Items listed in a dataset:
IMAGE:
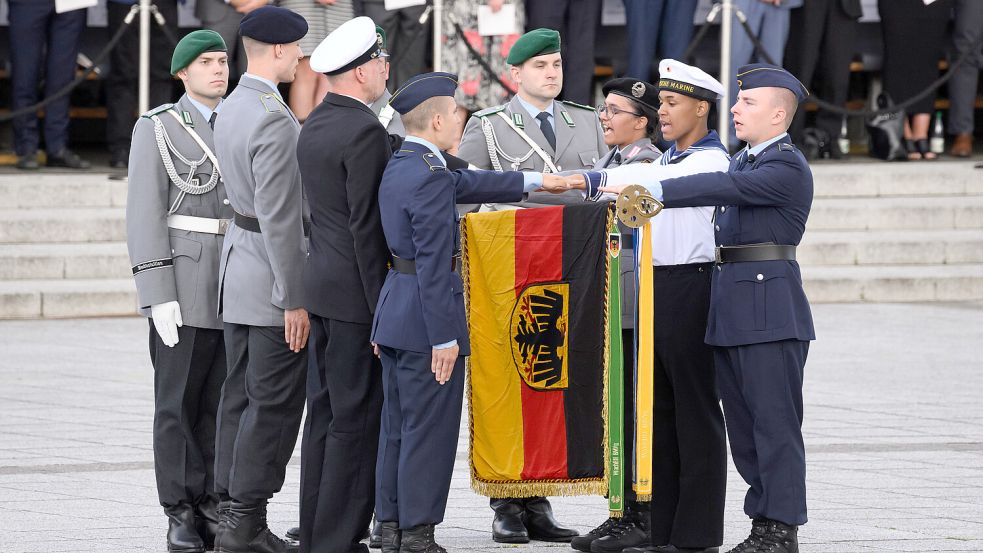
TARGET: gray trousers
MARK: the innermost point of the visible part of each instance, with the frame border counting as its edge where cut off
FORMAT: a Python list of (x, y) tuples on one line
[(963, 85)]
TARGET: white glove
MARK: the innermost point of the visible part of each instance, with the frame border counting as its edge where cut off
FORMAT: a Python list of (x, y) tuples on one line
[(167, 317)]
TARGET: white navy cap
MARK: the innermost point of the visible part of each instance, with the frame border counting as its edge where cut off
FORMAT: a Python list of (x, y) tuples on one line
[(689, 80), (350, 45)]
* * *
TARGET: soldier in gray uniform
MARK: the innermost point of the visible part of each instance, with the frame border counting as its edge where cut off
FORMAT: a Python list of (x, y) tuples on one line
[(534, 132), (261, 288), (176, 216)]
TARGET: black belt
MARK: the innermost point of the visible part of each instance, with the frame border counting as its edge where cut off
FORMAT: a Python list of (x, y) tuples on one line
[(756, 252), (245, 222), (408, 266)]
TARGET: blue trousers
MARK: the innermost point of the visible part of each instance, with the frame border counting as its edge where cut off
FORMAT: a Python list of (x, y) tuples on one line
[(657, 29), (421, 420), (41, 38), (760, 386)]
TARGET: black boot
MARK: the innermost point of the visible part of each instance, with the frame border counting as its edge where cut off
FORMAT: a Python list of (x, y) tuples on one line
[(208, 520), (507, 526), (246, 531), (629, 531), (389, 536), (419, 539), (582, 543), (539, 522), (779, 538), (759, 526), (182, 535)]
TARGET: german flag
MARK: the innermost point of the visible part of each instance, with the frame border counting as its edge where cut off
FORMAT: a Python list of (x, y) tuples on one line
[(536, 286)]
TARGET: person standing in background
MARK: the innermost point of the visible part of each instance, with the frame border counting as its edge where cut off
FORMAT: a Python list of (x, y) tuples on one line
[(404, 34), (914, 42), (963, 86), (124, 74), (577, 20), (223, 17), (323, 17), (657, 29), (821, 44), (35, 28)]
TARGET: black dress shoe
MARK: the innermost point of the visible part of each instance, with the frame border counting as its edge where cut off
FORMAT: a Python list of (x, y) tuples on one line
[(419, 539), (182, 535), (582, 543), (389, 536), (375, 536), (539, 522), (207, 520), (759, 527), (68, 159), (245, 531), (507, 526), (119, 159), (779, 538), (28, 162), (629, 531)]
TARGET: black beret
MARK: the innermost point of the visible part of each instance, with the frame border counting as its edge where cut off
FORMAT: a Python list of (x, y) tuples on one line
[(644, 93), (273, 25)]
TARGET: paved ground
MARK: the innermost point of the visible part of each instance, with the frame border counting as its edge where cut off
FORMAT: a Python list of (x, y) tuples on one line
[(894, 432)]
* * *
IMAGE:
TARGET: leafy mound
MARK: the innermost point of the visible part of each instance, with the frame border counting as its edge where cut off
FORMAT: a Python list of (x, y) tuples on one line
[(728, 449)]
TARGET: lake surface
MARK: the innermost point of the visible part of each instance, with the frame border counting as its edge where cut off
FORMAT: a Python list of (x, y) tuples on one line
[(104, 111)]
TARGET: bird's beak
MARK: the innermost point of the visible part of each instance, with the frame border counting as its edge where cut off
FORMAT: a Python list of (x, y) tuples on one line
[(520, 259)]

◆ Task instructions
Among the lines above, find those carrying the word "black" and copy them out.

◆ Response
TARGET: black belt
TARGET: black boot
TARGET: black dress shoe
TARGET: black beret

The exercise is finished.